** begin SUPPLIED MATERIAL **

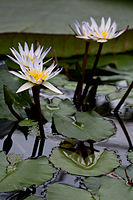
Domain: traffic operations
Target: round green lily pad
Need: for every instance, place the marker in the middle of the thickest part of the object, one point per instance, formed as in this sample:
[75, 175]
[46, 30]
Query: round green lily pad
[65, 192]
[105, 164]
[27, 173]
[87, 125]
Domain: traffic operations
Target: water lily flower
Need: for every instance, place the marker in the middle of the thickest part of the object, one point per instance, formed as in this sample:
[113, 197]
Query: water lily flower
[26, 56]
[102, 34]
[36, 75]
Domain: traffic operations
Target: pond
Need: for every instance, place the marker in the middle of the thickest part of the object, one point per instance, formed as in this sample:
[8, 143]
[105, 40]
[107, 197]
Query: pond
[78, 146]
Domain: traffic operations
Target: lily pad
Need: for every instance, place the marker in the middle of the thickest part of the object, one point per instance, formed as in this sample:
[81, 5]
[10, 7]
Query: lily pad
[105, 164]
[27, 173]
[93, 183]
[65, 192]
[63, 107]
[85, 126]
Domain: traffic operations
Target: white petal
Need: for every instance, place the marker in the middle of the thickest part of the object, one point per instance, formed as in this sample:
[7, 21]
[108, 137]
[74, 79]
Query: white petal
[54, 73]
[25, 87]
[51, 87]
[50, 69]
[16, 54]
[102, 27]
[47, 61]
[14, 60]
[83, 37]
[20, 49]
[18, 75]
[114, 27]
[102, 41]
[37, 51]
[77, 26]
[26, 48]
[44, 54]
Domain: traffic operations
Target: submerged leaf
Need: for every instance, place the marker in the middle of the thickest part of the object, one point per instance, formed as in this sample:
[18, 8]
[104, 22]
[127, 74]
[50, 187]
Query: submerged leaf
[105, 164]
[63, 107]
[85, 126]
[85, 163]
[27, 173]
[65, 192]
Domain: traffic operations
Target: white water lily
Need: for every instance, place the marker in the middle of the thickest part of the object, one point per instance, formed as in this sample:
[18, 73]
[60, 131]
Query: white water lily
[36, 75]
[103, 33]
[27, 56]
[83, 31]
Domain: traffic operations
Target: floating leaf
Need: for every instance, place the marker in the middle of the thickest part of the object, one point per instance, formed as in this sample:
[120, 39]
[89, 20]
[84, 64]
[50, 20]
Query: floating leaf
[27, 173]
[65, 192]
[86, 163]
[94, 183]
[107, 162]
[85, 127]
[105, 89]
[28, 122]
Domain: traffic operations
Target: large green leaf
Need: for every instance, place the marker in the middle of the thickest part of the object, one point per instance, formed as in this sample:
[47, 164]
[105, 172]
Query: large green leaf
[65, 192]
[105, 164]
[85, 127]
[27, 173]
[22, 23]
[3, 165]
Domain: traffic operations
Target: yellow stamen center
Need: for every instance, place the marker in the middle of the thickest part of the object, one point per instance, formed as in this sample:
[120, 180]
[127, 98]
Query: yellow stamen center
[37, 75]
[104, 34]
[32, 58]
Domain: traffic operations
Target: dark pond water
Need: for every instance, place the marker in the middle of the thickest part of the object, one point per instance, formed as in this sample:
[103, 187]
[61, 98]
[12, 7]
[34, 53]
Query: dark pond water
[23, 146]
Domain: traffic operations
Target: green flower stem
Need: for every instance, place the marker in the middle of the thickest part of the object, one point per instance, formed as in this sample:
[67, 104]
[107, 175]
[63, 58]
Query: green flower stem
[85, 58]
[92, 71]
[124, 130]
[79, 87]
[36, 90]
[123, 98]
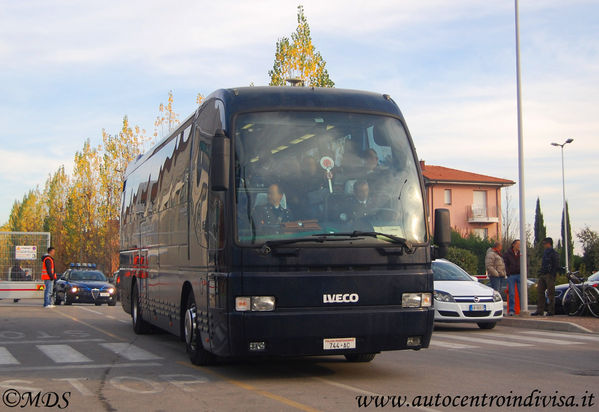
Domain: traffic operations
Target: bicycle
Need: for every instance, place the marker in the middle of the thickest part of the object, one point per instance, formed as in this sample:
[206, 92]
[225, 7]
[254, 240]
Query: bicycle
[580, 296]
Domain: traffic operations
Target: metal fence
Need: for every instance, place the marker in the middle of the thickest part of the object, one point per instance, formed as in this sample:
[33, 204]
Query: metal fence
[21, 255]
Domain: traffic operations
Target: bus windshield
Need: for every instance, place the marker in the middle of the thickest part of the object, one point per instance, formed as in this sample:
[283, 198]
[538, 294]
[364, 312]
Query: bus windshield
[303, 173]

** end SUPPLIED MATERIAL **

* EXERCISE DESCRIPTION: Copy all the data exactly as written, but skip any picture.

* SOLUTION TO THE PROBLEM:
Domain: traffic operations
Target: round green lily pad
Need: for every instance, place the marker in the middle of the thickest part of the object, one point per instance, formed as in this sample:
[75, 175]
[46, 30]
Query: round green lily pad
[65, 192]
[105, 164]
[27, 173]
[87, 125]
Domain: traffic operations
Target: water lily flower
Need: for every instance, place the marker in the middle of the thickest part of the object, one point per instance, formed as in this sample:
[113, 197]
Query: water lily flower
[26, 56]
[102, 34]
[36, 75]
Domain: traffic operations
Target: pond
Need: for every instance, place the marker in the middle of the thickest part of the object, one point per instance, formed as in this sample:
[8, 143]
[105, 40]
[107, 197]
Query: pond
[78, 146]
Domain: traffic operations
Target: lily pad
Need: for every instance, place the marker in the middle of the thickest part of the object, one point per instance, formed as in this sample:
[81, 5]
[10, 7]
Query: lily pad
[105, 164]
[27, 173]
[93, 183]
[65, 192]
[63, 107]
[85, 126]
Domain: traffic operations
Target: white petal
Need: for every instance, place the marker in the middle of the thickest part of the object, one point per instance, formed as in this sample:
[7, 21]
[108, 137]
[74, 79]
Query: white petal
[54, 73]
[25, 87]
[51, 87]
[50, 69]
[16, 54]
[102, 27]
[47, 61]
[14, 60]
[83, 37]
[20, 49]
[18, 75]
[114, 27]
[102, 41]
[37, 51]
[77, 26]
[26, 48]
[44, 54]
Domain: traffic operations
Target: submerged leaf
Need: for every instance, place the marker in the middle of the thickest part of the object, one point per instance, formed as in this sample:
[18, 8]
[104, 22]
[127, 74]
[50, 187]
Query: submerged leaf
[105, 164]
[63, 107]
[85, 126]
[85, 163]
[27, 173]
[65, 192]
Domain: traffic operations
Target: white water lily
Need: for every instance, place the marker in the middle of the thickest part of the object, one point per instance, formed as in this sample:
[18, 73]
[60, 131]
Query: white water lily
[36, 75]
[103, 33]
[27, 56]
[83, 31]
Domain: traffic operations
Target: floating leaf
Need: for every instance, place the marker in the middle of the thickest part of the object, one point per instance, formed as in this sample:
[120, 39]
[89, 20]
[84, 64]
[50, 20]
Query: floating leaf
[27, 173]
[65, 192]
[86, 163]
[94, 183]
[107, 162]
[85, 127]
[105, 89]
[28, 122]
Domain: traffic operations
Target: large green leaf
Need: for every instance, place the marker in the middle of the thickest part of the object, one point per instance, formed as in this sample:
[47, 164]
[105, 172]
Query: large green leaf
[65, 192]
[105, 164]
[85, 127]
[27, 173]
[22, 23]
[3, 165]
Domain: traffic operations
Target: yellow stamen center
Need: for every instance, place the marker in the middle of the thickest part of the object, one point per instance, formed as in this sample:
[120, 180]
[127, 98]
Query: yellow stamen center
[37, 75]
[104, 34]
[32, 58]
Domain: traffic operations
Target: dark pond water
Need: for every instance, place the marker in the middle of the thickest part of the object, one point per instance, formed as in this sample:
[103, 187]
[61, 98]
[12, 7]
[34, 53]
Query: dark pond water
[23, 146]
Domain: traffic operations
Target: green flower stem
Need: for every instance, place the marker in the middle of the thickest part of the object, one point per instance, formed as in this sample:
[67, 104]
[107, 175]
[63, 58]
Query: green flower stem
[85, 58]
[92, 71]
[124, 130]
[79, 87]
[36, 90]
[123, 98]
Domain: traffic operations
Target: bicycle
Need: for every instance, place the marker in the middle of the thickest part of the object, one point per instance, formed as in this sample:
[206, 92]
[225, 7]
[254, 240]
Query: bicycle
[580, 296]
Domain: traffic operations
Target: metal fence
Need: for every instance, place the marker in the middle of the thickest part of the object, one point per instance, formed as in this sample:
[33, 204]
Query: metal fence
[21, 255]
Domain: traffic operations
Target: bus windshield
Need: for every instance, place the marker in the middle of the thickest part of the object, one point per instance, formed as in this sample:
[283, 198]
[538, 294]
[364, 312]
Query: bus windshield
[303, 173]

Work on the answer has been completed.